Task instructions
Write out, from the entries below, exactly the lines that run between the lines holding "query | flower bed" and "sample | [445, 101]", inclusive, and stop there.

(Saved entries)
☆ ☆ ☆ ☆ ☆ ☆ ☆
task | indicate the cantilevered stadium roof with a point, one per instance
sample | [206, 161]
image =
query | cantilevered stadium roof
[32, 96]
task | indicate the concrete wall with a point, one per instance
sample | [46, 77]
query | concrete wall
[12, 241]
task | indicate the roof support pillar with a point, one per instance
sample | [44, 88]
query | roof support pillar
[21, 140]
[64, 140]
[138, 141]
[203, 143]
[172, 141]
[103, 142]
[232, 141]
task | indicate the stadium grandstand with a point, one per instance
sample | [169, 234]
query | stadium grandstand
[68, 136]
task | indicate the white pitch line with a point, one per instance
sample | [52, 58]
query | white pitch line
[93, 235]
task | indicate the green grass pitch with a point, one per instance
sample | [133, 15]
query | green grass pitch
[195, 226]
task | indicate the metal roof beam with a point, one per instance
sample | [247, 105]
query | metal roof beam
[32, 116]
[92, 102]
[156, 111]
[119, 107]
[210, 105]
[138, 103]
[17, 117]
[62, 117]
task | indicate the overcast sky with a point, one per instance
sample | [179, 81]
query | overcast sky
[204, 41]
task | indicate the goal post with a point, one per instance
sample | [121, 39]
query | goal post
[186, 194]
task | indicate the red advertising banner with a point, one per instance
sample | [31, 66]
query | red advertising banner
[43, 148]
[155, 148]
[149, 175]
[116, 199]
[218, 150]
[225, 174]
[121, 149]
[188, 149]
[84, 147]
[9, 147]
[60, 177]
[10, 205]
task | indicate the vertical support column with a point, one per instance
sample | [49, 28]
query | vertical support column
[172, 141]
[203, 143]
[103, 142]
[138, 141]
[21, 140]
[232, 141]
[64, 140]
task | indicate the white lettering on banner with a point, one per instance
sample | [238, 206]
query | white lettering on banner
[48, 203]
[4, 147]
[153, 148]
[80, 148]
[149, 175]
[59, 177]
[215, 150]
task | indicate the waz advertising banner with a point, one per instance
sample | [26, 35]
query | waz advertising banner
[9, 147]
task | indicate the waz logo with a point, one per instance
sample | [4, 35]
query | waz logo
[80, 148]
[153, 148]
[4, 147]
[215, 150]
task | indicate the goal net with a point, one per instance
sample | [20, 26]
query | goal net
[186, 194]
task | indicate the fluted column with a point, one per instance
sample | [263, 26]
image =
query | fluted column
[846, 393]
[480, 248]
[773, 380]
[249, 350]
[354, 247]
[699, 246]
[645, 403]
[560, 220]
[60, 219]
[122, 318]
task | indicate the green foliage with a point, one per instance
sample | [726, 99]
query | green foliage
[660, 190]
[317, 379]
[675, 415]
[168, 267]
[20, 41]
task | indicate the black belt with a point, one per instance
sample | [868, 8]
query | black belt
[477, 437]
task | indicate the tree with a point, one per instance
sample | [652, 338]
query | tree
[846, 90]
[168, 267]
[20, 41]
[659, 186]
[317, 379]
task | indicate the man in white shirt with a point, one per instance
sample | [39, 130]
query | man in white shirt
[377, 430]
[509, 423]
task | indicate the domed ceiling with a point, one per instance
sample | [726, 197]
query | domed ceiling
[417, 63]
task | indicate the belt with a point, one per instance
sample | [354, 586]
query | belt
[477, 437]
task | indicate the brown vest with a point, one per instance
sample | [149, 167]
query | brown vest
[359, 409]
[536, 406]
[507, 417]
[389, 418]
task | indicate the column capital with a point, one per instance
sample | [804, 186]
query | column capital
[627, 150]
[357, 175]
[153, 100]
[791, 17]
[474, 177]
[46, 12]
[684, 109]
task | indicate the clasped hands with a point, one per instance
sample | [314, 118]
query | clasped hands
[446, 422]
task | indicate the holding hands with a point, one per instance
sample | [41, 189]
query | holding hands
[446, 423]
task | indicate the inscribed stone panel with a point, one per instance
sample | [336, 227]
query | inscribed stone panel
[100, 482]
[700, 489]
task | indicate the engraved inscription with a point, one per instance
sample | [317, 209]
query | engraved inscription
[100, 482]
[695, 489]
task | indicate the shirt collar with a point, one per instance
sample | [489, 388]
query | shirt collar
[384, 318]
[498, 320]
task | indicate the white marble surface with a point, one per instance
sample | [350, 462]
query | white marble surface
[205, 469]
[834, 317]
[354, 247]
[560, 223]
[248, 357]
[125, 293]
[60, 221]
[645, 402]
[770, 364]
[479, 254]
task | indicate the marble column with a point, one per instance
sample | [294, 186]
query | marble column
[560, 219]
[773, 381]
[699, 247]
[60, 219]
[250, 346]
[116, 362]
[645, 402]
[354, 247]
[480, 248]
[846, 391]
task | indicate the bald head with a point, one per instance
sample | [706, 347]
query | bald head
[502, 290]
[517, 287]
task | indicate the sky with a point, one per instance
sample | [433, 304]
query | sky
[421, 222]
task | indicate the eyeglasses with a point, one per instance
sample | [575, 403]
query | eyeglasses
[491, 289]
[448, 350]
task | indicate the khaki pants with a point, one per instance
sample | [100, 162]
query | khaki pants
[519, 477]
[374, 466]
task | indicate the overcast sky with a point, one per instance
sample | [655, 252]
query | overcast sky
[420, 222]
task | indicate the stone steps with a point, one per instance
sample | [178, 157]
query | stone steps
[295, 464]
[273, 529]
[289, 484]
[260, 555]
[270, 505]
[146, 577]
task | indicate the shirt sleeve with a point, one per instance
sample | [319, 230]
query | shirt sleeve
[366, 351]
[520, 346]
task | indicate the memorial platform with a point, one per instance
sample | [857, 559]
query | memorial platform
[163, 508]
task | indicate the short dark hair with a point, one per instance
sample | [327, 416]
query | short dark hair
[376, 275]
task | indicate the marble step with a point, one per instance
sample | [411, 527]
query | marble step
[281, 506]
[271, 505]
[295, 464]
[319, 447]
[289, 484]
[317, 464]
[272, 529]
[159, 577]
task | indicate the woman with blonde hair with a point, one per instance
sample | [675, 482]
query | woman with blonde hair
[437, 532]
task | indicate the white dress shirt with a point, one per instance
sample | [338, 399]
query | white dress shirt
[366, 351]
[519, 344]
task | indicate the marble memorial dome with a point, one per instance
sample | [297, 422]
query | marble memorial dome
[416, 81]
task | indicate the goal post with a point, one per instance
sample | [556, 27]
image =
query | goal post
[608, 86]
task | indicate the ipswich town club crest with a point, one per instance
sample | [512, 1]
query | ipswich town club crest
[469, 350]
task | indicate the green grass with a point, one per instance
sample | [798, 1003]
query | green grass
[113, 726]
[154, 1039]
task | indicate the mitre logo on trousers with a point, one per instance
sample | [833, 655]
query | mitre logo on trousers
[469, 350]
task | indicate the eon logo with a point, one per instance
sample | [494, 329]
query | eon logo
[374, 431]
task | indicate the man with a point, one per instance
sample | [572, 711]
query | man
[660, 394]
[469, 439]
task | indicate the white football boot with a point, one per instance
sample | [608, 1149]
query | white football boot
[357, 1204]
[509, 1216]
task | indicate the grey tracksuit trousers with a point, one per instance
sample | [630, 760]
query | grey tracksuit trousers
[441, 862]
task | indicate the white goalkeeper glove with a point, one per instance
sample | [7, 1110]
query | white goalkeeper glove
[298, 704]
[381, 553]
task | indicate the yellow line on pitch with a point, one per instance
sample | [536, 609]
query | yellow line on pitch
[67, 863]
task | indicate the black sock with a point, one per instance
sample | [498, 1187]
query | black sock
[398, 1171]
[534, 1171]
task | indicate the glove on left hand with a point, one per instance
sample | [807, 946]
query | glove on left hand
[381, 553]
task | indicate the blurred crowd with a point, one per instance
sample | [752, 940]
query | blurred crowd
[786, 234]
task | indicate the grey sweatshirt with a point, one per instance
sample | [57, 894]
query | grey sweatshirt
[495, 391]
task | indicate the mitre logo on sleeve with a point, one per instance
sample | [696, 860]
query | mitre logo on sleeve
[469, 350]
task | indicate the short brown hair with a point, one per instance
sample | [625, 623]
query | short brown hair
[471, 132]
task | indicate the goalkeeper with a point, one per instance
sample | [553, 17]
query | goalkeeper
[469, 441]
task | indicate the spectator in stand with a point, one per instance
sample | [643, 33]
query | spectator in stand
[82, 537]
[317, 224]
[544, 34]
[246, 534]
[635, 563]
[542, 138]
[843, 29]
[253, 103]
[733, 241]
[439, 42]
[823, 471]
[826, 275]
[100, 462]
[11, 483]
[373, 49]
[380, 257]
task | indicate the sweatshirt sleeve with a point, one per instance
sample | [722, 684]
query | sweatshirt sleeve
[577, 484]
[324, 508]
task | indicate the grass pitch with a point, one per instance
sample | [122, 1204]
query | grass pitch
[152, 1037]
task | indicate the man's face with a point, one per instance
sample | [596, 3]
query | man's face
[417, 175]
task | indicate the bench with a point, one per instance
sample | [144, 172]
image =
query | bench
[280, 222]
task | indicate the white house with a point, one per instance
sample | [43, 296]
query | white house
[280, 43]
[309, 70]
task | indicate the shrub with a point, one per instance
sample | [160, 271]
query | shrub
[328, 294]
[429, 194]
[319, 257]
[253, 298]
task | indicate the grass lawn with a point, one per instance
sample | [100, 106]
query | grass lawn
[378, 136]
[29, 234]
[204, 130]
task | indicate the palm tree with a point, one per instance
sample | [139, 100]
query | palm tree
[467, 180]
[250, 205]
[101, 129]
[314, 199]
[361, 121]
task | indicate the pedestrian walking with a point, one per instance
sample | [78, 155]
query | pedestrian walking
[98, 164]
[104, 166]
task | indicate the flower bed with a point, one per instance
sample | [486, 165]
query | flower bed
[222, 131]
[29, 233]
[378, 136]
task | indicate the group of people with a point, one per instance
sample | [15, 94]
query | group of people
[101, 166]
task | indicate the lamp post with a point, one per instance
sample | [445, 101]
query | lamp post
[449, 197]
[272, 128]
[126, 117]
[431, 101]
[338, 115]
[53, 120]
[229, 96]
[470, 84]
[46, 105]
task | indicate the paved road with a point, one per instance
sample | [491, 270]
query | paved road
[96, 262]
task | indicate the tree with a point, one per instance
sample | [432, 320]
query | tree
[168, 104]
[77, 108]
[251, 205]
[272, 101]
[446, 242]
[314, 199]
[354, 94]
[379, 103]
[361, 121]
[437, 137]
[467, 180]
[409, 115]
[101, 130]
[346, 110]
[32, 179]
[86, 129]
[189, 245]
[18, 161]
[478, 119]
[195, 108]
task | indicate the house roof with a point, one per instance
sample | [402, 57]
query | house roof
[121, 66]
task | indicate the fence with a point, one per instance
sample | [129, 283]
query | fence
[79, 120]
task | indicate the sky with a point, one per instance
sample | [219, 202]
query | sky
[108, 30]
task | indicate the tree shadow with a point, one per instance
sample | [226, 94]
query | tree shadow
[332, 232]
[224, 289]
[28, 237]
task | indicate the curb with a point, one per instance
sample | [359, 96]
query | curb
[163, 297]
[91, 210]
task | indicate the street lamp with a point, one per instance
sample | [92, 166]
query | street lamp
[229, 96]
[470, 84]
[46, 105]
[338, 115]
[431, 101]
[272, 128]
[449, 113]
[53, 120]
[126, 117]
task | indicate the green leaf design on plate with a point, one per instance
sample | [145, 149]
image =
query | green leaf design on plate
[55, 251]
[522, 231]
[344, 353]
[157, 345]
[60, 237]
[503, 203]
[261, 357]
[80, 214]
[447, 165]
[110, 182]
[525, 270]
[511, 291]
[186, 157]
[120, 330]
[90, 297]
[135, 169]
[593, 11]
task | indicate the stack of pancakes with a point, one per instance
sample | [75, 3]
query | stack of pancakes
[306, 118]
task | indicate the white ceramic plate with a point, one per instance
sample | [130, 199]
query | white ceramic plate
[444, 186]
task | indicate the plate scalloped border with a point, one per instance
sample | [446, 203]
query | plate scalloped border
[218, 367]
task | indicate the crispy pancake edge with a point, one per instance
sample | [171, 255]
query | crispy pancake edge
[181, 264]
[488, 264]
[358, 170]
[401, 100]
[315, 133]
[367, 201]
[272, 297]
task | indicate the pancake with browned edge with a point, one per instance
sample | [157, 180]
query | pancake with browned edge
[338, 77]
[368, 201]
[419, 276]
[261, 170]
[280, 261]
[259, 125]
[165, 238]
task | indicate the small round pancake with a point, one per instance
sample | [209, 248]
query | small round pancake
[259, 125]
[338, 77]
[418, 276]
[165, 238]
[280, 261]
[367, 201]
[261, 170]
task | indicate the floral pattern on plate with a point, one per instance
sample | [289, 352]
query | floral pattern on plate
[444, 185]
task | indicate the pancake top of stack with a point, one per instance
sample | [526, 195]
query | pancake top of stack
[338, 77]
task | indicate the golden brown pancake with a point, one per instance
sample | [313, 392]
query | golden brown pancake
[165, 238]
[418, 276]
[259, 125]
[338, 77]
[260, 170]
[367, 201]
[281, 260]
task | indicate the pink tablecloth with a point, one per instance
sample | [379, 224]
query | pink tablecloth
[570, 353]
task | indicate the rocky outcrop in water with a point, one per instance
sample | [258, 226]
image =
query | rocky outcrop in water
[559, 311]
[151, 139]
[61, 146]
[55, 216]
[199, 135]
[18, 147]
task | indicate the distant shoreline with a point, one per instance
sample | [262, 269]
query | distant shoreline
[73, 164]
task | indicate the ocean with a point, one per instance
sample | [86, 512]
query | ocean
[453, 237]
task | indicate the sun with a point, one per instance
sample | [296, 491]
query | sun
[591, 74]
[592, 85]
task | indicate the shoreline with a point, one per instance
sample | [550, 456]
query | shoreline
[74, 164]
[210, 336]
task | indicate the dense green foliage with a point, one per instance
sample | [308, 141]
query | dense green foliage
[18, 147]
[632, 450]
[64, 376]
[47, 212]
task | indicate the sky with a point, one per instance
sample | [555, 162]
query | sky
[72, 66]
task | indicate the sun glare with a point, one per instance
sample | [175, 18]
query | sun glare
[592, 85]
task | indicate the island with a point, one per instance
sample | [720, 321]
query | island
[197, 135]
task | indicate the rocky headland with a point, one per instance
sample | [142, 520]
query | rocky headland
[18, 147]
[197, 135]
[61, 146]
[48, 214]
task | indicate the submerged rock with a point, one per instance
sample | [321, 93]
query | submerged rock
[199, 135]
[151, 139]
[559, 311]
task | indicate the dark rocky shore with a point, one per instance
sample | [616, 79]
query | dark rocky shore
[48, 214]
☆ ☆ ☆ ☆ ☆ ☆ ☆
Exercise answer
query | flower bed
[222, 131]
[29, 233]
[378, 136]
task | indicate the group of people with a point, one per instance
sample | [15, 94]
query | group of people
[101, 166]
task | indicate the lamp post with a point, one per instance
sample | [445, 101]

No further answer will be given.